- _Provided text_:
Segment Open
Sudan’s Prime Minister Abdullah Hamdok has convened a crisis committee after days of anti-government protests.
The committee’s aim is to resolve the “most dangerous political crisis” seen in Sudan since the fall of dictator Omar al-Bashir in 2019, Hamdok said on Monday evening following an emergency Cabinet meeting.
Hamdok called on thousands of protesters who have been staging a sit-in outside the Palace of the Republic in Khartoum since Saturday to show restraint and to engage in dialogue.
The protesters are demanding that the army dissolve the transitional government that was supposed to return the country to democracy after the ouster of al-Bashir.
They blame Hamdok’s government for the deterioration of economic conditions and rising poverty.
The anti-government protests have been growing across the country over the past few weeks.
In early October, protesters blockaded the largest port for more than two weeks, prompting parliament to warn that Sudan would soon run out of medicine, petrol and wheat. The power supply is also uncertain due to the supply disruptions.
Segment Closed
- _Provided information_:
Segment Open
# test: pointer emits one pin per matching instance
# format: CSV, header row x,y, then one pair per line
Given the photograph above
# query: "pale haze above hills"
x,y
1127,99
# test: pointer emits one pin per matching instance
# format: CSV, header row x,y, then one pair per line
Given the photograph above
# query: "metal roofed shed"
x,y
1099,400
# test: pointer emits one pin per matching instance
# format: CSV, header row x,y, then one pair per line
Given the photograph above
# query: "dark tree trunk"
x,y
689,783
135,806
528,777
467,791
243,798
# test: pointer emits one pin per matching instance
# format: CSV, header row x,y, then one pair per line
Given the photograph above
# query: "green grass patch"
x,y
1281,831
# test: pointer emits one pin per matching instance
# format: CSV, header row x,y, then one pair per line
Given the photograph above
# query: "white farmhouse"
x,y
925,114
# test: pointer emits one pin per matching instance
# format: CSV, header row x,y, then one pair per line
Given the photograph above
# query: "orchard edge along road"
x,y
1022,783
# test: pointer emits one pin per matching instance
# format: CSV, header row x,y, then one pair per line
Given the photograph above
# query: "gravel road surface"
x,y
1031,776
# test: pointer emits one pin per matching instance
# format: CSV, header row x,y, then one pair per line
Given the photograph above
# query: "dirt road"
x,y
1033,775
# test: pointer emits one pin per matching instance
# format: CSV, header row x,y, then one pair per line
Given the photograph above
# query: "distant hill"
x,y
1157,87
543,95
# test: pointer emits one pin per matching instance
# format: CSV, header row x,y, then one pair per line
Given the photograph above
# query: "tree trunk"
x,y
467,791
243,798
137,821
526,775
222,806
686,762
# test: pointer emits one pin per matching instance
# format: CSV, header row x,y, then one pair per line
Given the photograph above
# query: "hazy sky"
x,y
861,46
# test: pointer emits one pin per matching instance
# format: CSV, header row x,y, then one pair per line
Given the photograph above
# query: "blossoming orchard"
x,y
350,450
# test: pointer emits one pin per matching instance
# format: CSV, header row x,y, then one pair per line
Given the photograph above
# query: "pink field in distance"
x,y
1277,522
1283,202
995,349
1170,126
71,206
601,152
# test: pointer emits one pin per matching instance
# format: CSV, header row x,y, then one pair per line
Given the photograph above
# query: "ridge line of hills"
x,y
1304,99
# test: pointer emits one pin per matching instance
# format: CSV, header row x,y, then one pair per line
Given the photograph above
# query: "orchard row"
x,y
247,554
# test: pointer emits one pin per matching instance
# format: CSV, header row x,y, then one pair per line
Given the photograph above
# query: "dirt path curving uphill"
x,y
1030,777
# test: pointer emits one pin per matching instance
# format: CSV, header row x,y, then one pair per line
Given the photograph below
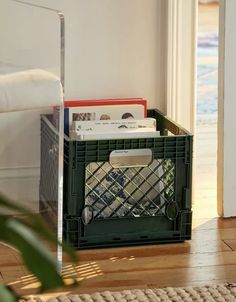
Segment Closed
- _Brief 1_: Which goods did parliament warn Sudan would soon run out of, according to the article on Sudan's political crisis? List all of them.
- _Brief 2_: In the article on Sudan's political crisis, where have the protesters been staging their sit-in?
- _Brief 3_: Pick up the article on Sudan's political crisis after its final sentence and carry it further.

- _Expected answer 1_: Medicine, petrol, wheat

- _Expected answer 2_: Outside the Palace of the Republic in Khartoum.

- _Expected answer 3_:
In late September, the military foiled an attempted coup near the capital.
Sudan is engaged in a difficult transition towards democracy. The country was ruled with an iron fist by al-Bashir for 30 years until his ouster by the army in 2019 after mass protests. Civilians and the military then formed a joint transitional government, a move which was welcomed worldwide.
The transitional government has paved the way for elections within three years. The country is currently governed by a Sovereign Council of military and civilian leaders and a Cabinet.